RECORD EXTRACTS:
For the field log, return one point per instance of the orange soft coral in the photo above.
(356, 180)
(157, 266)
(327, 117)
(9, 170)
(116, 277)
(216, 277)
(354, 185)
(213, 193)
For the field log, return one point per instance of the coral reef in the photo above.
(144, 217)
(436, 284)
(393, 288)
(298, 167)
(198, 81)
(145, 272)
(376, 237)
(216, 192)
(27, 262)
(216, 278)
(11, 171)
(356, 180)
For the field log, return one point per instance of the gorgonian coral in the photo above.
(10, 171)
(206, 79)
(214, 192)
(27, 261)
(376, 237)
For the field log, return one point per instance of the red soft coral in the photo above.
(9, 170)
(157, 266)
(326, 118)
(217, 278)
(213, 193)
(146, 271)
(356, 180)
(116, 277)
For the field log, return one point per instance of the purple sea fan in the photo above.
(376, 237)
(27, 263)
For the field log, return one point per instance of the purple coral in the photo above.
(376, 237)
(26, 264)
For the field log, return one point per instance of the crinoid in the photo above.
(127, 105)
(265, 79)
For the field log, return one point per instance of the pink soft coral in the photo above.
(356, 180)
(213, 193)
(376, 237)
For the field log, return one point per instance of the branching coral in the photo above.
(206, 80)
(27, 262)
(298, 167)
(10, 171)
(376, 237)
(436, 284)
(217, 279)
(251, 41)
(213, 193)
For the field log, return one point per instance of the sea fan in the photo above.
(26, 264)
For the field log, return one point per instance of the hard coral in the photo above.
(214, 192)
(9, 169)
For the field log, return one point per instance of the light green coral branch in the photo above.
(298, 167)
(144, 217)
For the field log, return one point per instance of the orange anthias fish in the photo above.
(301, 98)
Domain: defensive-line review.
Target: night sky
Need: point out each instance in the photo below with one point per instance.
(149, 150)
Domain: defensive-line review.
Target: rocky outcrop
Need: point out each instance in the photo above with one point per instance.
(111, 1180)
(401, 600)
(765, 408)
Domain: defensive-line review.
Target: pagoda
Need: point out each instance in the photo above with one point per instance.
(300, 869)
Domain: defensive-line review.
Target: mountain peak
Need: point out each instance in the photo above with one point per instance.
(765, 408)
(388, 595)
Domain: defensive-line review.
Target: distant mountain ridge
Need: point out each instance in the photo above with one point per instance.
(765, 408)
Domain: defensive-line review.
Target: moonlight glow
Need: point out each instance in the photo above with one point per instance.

ABOUT THIS TASK:
Return the listing in full, matching each word exactly.

ANSWER AREA:
For the field log, return one point per instance of the orange soft coral in the photo above.
(356, 180)
(157, 266)
(327, 117)
(9, 170)
(116, 277)
(216, 277)
(354, 185)
(213, 193)
For the field log, return one point per instance of the coral reef in the photo above.
(144, 217)
(436, 284)
(393, 288)
(298, 167)
(198, 81)
(145, 272)
(376, 237)
(216, 192)
(27, 262)
(216, 278)
(11, 171)
(356, 180)
For the field log, return one point per instance of the gorgonian coral in the photo above.
(10, 171)
(206, 79)
(214, 192)
(27, 261)
(376, 237)
For the field log, return one point per instance of the red soft coral in the photo above.
(9, 170)
(157, 266)
(326, 118)
(217, 278)
(213, 193)
(146, 271)
(356, 180)
(116, 277)
For the field log, return one point per instance of the purple sea fan in the photo above.
(376, 237)
(27, 263)
For the field log, return one point per instance of the purple coral in the photo above.
(376, 237)
(26, 264)
For the field log, return one point per instance of the crinoid in the photo above.
(127, 105)
(265, 79)
For the field log, return one point per instance of the pink soft coral in the photo above.
(356, 180)
(213, 193)
(376, 237)
For the field log, return one point per instance of the branching coral in the photo above.
(206, 80)
(27, 262)
(298, 167)
(10, 171)
(376, 237)
(436, 284)
(217, 279)
(251, 41)
(213, 193)
For the field log, return one point per instance of the sea fan in the photo above.
(26, 264)
For the field log, return one point per instance of the hard coral in the photo above.
(214, 192)
(9, 169)
For the field log, return one point per instance of the light green coral branch in the photo above.
(298, 167)
(144, 217)
For the field log, return one point per instance of the orange anthias fish in the photo above.
(301, 98)
Domain: defensive-line review.
Target: night sky
Need: point out each instance in the photo below with one point per instance.
(149, 150)
Domain: defensive-line review.
Target: rocky outcrop
Need: point out each instance in the photo above with one point per instance.
(111, 1180)
(401, 600)
(765, 408)
Domain: defensive-line review.
Target: pagoda
Need: point out each instance in the photo above with one point per instance.
(300, 869)
Domain: defensive-line review.
Target: mountain peak
Need: point out each instance in the photo above with one point per instance.
(765, 408)
(388, 595)
Domain: defensive-line review.
Target: distant mountain ridge
Need: point out each instance in the photo above with one point per instance.
(765, 408)
Domain: defensive-line review.
Target: moonlight glow
Need: point out each instance in the photo above with one point per instance.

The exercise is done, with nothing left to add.